> _YOUR OBJECTIVE_: Output the entries below unchanged, except for the pictures.

> _Items listed in a dataset_:
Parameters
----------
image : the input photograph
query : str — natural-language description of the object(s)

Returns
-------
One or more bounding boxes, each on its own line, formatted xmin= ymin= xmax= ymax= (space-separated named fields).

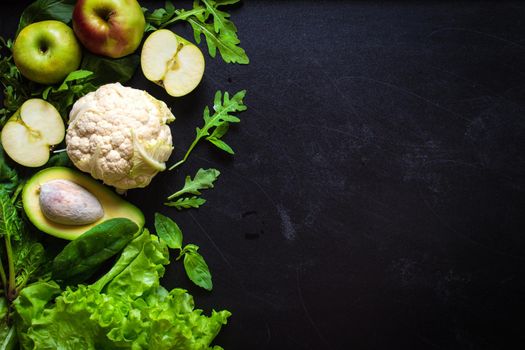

> _PROBLEM SOLUTION_:
Parameters
----------
image : the input photograph
query : str — natural-language description of the object(s)

Returns
-------
One or more bounding boxes, each on its own line, formatted xmin= ymin= xmax= ymax= (space-separated named fields).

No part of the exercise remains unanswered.